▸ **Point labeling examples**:
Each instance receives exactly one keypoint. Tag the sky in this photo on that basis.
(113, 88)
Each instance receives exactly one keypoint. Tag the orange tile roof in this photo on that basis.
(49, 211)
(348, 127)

▸ **WHAT YOU WILL DO**:
Please copy out all of the material above word for word, keeping every line.

▸ **WRITTEN SOLUTION**:
Each instance receives exactly one keypoint. Tag the sky in this photo on that basis.
(113, 88)
Each instance receives exactly one keypoint. Tag the orange tile roof in this photo on that basis.
(49, 211)
(348, 127)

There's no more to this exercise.